#### INFORMATION PROVIDED ####

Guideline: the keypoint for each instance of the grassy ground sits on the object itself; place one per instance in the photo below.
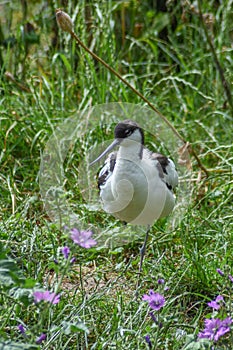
(46, 79)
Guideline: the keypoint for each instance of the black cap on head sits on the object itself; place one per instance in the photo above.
(126, 128)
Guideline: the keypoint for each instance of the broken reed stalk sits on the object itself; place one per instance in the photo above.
(65, 23)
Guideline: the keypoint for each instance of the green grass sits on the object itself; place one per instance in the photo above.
(165, 55)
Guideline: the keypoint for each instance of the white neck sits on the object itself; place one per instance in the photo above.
(129, 150)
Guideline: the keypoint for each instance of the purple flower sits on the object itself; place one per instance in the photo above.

####

■ **ASSIGNMENT**
Word for word, reproduce the listing above; no image should be carried over.

■ **TASK RESPONSE**
Guideline: the keypoint for each instance of the grassy ground sits on the object itself; place one per instance in the photo below.
(46, 79)
Guideline: the keypoint for each instance of the black cap on head sits on the object itself; place one per instance in the photo above.
(126, 128)
Guideline: the keypoint for each instance of the broken reed stalk sits on the object itself; place one per instance in the photo above.
(65, 23)
Guideline: the keypoint for each instance of the green grass sits on the object itself; place one per instance in the photo above.
(165, 55)
Guideline: the keypoint for each instance of the white neck sits on the object itself; place one per instance in the photo above.
(129, 150)
Guideline: the keypoint for each instance of the purple flower sits on the object itself; place one per instance in the photo above.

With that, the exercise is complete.